(実施課題 A) 以下のエントリのうち、文字列「target」を含む行だけを絞り込んで、すべて書き写してください。

充電器タイプに加えて、日産は、MCリテールエナジー、出光興産、ENEOS、LoooP、ミツウロコなど、新電力や大手インフラ事業者が提供する再生可能エネルギー100%電力プランを推奨しています。これらの申込サイトでは、日産が参加しているキャンペーンコードが使えます。

集合住宅ではどうなるの?

先日、テレビ朝日「報道ステーション」で、筆者がBEV充電についてコメントした際、同番組のキャスターが「実は、私もBEV購入を考えたことがあったのですが、自宅マンションの管理組合での協議がまとまらずBEV購入を断念した」というエピソードを紹介しました。こうした集合住宅問題は全国各地に存在します。マンションの敷地や駐車場施設はマンション住民が共同で管理する規定である場合が多いため、一部住民向けに普通充電器を常設するコストを管理組合として捻出することに対し「住民負担として公平性が損なわれる」として反対意見を唱える人が少なくないのが実情です。

そうした中、最近ベンチャー企業が新しいビジネスモデルを提案しています。それは充電機器の設置についてのすべてのコストを企業側が負担し、スマホなどで利用者確認をすることで簡単に充電できるシステムです。こうした企業にとっての収益は、システム全体のマネージメント費用から捻出します。これは利用者から直接受け取るため管理組合には費用の負担がないという考え方です。使用した電気量に応じた電気代は、これら企業から管理組合側に返金される仕組みです。

(資料)
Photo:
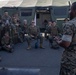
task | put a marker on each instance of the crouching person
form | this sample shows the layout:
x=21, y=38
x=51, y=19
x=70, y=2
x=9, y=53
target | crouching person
x=34, y=32
x=6, y=42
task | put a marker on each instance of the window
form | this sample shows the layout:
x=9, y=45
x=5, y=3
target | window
x=26, y=12
x=60, y=11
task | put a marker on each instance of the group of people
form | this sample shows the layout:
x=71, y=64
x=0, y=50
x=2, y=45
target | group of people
x=13, y=30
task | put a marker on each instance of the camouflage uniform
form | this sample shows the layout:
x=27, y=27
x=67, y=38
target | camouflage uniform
x=53, y=32
x=36, y=33
x=5, y=41
x=17, y=33
x=68, y=63
x=25, y=28
x=48, y=30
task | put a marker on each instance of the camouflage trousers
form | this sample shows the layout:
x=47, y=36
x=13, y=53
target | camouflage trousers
x=68, y=63
x=29, y=38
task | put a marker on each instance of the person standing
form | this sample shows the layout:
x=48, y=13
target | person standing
x=68, y=41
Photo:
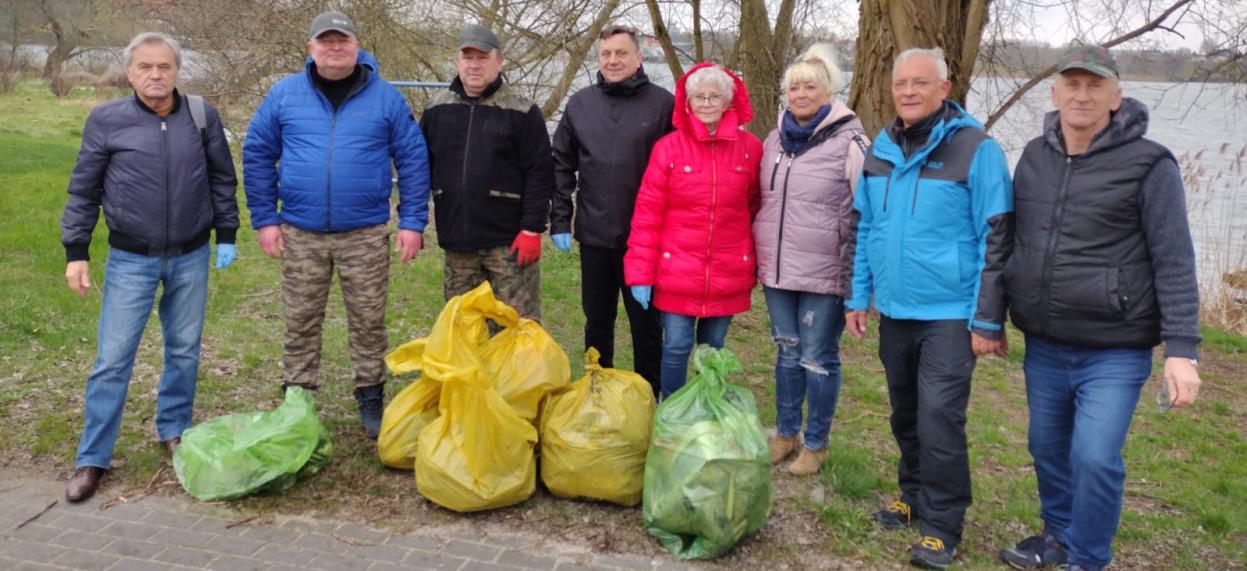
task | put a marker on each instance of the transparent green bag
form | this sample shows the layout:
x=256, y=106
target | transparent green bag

(実施課題 B) 上の抽出テキストから、「そうした中、最近ベンチャー企」で始まり「合側に返金される仕組みです。」で終わる部分を、一字も変えずに出力すること。

(出力 A)
target | crouching person
target | window
target | group of people
target | camouflage uniform
target | camouflage trousers
target | person standing
target | transparent green bag

(出力 B)
そうした中、最近ベンチャー企業が新しいビジネスモデルを提案しています。それは充電機器の設置についてのすべてのコストを企業側が負担し、スマホなどで利用者確認をすることで簡単に充電できるシステムです。こうした企業にとっての収益は、システム全体のマネージメント費用から捻出します。これは利用者から直接受け取るため管理組合には費用の負担がないという考え方です。使用した電気量に応じた電気代は、これら企業から管理組合側に返金される仕組みです。